In the records below, find the line that contains "Could you please identify the distant hill" and repeat it, along with each line after it, exactly as written.

(Dataset records)

----------

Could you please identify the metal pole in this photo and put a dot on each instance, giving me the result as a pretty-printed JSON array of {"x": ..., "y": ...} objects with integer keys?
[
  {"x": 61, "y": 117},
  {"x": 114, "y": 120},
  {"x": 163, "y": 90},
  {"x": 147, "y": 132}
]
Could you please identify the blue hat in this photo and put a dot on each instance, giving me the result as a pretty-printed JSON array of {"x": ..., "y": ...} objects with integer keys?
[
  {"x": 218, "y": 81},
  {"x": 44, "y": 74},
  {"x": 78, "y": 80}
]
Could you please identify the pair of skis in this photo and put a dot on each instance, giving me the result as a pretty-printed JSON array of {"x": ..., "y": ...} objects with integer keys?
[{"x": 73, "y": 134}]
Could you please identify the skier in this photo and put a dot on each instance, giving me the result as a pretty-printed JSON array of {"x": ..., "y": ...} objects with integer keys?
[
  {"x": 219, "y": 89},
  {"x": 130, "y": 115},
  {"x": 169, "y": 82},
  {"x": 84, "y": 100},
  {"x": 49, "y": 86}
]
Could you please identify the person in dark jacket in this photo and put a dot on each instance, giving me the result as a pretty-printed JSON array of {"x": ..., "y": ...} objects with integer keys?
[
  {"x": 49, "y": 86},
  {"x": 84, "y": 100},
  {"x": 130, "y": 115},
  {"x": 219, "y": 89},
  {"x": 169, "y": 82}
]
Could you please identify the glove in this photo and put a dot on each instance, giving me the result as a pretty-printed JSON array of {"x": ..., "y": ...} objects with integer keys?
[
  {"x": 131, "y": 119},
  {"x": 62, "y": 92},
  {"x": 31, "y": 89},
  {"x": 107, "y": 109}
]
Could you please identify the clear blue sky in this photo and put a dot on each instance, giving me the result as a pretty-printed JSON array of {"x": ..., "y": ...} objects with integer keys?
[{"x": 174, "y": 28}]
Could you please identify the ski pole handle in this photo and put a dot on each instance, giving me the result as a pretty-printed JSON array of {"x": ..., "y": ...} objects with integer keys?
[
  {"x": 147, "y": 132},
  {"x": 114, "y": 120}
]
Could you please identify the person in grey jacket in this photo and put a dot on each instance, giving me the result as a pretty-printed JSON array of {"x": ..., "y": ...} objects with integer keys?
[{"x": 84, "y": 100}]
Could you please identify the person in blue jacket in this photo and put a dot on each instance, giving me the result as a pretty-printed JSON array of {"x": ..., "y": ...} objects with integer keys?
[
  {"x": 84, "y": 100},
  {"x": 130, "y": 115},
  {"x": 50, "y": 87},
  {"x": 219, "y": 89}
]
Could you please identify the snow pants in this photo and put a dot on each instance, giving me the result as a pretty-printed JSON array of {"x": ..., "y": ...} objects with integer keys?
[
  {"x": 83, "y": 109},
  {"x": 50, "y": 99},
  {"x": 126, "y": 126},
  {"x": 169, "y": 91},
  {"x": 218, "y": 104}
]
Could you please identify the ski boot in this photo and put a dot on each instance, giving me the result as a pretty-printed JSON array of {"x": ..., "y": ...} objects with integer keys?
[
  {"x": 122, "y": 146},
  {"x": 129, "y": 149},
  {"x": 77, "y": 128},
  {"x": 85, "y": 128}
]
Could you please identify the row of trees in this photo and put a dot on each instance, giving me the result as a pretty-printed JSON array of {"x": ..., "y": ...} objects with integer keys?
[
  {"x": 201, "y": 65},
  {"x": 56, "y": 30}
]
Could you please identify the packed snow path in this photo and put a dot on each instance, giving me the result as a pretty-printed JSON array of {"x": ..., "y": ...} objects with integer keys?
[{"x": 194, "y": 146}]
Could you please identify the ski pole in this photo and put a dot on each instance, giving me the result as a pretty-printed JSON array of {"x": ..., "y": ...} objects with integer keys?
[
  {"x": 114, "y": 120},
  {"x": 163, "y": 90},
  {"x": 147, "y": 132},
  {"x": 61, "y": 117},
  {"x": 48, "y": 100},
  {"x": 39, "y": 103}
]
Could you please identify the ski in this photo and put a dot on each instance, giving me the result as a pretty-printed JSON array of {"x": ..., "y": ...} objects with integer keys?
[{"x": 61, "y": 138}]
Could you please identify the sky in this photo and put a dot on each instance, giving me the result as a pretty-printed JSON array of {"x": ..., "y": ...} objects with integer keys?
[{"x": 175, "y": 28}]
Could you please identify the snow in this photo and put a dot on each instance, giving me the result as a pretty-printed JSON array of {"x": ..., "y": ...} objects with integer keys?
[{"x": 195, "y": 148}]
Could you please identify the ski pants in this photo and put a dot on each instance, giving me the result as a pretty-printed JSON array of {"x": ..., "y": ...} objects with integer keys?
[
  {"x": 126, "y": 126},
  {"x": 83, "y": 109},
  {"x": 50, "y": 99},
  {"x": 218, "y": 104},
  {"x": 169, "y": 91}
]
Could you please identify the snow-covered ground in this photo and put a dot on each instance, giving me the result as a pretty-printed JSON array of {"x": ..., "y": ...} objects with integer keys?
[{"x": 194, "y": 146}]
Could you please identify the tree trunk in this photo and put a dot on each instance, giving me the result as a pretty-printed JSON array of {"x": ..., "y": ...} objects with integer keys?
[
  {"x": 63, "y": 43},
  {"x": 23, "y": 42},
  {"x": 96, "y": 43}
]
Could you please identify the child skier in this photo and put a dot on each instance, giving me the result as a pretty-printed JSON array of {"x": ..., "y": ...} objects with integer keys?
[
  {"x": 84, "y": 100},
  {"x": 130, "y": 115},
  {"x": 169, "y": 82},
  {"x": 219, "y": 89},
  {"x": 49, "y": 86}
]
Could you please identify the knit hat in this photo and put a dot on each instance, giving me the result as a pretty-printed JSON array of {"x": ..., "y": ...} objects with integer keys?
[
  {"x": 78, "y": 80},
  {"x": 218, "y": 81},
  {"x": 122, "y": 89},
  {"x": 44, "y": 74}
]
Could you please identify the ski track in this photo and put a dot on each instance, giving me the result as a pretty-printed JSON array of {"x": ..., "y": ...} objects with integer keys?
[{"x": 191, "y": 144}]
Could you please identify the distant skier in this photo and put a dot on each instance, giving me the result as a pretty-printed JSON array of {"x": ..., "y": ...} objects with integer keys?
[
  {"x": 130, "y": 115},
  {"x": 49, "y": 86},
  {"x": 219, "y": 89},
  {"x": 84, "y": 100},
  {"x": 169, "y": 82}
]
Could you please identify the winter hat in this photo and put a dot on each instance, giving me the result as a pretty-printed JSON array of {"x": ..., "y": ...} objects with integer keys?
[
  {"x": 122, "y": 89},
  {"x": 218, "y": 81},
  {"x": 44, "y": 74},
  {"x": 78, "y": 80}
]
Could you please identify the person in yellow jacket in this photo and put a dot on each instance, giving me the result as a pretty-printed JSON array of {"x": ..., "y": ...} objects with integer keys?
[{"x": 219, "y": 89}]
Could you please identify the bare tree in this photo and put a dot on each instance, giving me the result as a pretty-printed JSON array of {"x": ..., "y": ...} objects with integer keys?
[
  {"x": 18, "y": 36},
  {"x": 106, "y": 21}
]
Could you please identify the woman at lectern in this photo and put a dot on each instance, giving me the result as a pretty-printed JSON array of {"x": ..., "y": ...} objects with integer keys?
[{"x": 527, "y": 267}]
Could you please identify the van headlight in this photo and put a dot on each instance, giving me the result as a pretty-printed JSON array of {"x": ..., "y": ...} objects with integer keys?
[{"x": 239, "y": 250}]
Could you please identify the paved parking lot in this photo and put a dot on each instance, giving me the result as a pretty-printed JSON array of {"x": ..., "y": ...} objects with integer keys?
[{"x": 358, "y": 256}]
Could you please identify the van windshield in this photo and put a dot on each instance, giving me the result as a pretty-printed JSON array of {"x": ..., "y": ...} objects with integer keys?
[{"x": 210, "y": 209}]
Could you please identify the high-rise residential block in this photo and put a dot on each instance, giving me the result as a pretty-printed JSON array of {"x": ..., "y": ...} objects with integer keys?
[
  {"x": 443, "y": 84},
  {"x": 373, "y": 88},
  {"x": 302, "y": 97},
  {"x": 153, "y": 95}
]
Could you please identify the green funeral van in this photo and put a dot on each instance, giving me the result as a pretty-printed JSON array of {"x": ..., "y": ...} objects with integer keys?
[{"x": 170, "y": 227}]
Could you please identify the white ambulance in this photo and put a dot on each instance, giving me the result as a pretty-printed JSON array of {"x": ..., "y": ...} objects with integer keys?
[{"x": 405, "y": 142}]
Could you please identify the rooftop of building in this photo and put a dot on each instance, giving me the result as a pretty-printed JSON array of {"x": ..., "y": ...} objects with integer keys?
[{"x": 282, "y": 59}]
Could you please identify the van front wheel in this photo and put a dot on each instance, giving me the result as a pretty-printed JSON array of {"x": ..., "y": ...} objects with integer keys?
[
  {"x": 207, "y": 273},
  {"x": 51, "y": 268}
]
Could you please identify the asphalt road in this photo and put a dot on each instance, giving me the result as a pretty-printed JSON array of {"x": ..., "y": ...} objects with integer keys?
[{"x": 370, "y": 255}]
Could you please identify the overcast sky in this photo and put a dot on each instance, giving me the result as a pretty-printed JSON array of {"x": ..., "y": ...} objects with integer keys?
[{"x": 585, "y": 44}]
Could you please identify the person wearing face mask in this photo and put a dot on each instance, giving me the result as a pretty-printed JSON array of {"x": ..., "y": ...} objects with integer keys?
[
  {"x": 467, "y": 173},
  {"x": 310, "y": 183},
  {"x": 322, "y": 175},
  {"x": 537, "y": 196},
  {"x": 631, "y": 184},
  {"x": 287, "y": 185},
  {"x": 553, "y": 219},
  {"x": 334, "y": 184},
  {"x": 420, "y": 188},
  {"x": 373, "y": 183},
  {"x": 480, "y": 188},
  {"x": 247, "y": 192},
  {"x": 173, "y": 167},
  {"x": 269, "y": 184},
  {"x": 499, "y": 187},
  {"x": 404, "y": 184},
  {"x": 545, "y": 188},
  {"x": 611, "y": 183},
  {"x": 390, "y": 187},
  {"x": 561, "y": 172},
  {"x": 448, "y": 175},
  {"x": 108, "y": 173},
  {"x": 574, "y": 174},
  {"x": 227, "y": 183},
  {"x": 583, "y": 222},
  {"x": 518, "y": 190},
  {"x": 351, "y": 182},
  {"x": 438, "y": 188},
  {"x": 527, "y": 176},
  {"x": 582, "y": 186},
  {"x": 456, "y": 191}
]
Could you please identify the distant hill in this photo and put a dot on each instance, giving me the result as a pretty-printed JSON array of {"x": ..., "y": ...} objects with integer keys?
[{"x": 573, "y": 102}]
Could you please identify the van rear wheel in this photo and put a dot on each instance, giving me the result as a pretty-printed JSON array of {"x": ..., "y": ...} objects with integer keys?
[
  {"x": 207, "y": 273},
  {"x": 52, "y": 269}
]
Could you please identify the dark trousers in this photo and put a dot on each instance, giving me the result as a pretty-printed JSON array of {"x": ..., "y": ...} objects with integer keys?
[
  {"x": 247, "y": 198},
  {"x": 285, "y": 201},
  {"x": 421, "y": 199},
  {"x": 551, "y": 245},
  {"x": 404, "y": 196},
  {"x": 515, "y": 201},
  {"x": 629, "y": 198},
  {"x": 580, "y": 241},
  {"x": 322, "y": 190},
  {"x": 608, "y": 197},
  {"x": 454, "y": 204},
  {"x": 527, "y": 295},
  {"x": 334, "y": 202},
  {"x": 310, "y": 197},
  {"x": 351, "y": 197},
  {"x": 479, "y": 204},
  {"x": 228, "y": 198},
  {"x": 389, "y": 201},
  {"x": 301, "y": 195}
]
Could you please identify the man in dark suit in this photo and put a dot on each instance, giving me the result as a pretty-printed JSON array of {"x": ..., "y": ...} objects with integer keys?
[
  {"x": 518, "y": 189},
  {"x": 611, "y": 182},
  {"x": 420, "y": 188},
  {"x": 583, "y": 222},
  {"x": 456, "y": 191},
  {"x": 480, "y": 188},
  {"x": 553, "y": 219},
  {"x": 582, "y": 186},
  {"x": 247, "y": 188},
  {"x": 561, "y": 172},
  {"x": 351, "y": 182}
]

----------

- **RESPONSE TO THIS EXERCISE**
Could you please identify the distant hill in this photo and put a dot on each instance, giving me the result as a pretty-printed JSON array of {"x": ..., "y": ...} objects with integer keys?
[{"x": 573, "y": 102}]
Could you please identify the van rear wheel in this photo and put a dot on each instance, giving me the result as a pretty-printed JSON array of {"x": ..., "y": ...} objects with integer keys?
[
  {"x": 207, "y": 273},
  {"x": 52, "y": 269}
]
Could you please identify the dark trousers in this photo and put a dot on each instance, giving me the result as a pretty-printed JSON array of {"x": ..., "y": ...} objects with integer keys?
[
  {"x": 247, "y": 198},
  {"x": 285, "y": 201},
  {"x": 421, "y": 199},
  {"x": 551, "y": 245},
  {"x": 404, "y": 196},
  {"x": 515, "y": 201},
  {"x": 629, "y": 198},
  {"x": 580, "y": 241},
  {"x": 322, "y": 190},
  {"x": 608, "y": 197},
  {"x": 454, "y": 204},
  {"x": 527, "y": 295},
  {"x": 334, "y": 202},
  {"x": 310, "y": 197},
  {"x": 351, "y": 197},
  {"x": 479, "y": 204},
  {"x": 228, "y": 198},
  {"x": 389, "y": 201},
  {"x": 301, "y": 195}
]
Could you please identify the man in dark suit in this photo and put a dot on each instance, giving me the result as a pretty-printed JSON array of {"x": ..., "y": ...} objects with integer keys?
[
  {"x": 518, "y": 189},
  {"x": 611, "y": 182},
  {"x": 420, "y": 188},
  {"x": 583, "y": 222},
  {"x": 456, "y": 191},
  {"x": 480, "y": 188},
  {"x": 553, "y": 219},
  {"x": 582, "y": 186},
  {"x": 247, "y": 188},
  {"x": 561, "y": 172},
  {"x": 351, "y": 182}
]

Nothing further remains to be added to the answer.